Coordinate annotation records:
******

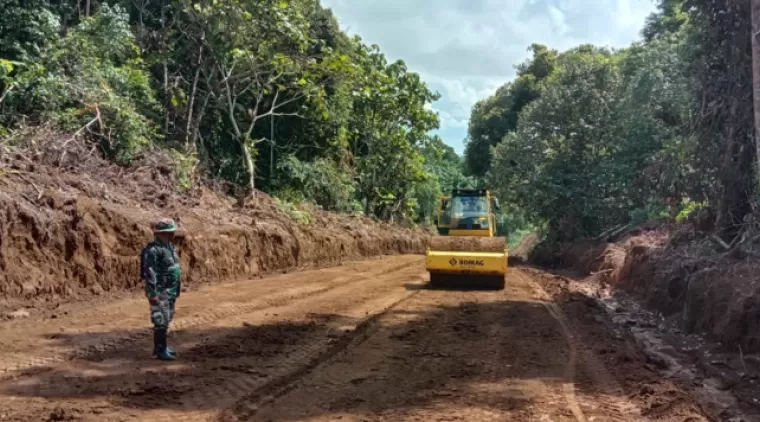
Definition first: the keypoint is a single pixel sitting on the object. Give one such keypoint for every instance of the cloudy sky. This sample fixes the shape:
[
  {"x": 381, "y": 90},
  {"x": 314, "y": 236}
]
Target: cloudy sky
[{"x": 465, "y": 49}]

******

◆ **Given request**
Rescale the coordinates in the answers of all the items above by multiplying each by 1.2 and rounding to whole numbers, with halves rounded up, and reproduce every item in full with its text and format sample left unchanged. Leave the pictures out.

◆ **Complete output**
Definition first: the keypoint is a single pixel sitting on the object. Give one such keypoint for every instance of the cloudy sky. This sample fixes the shape:
[
  {"x": 381, "y": 90},
  {"x": 314, "y": 236}
]
Target: cloudy sky
[{"x": 558, "y": 59}]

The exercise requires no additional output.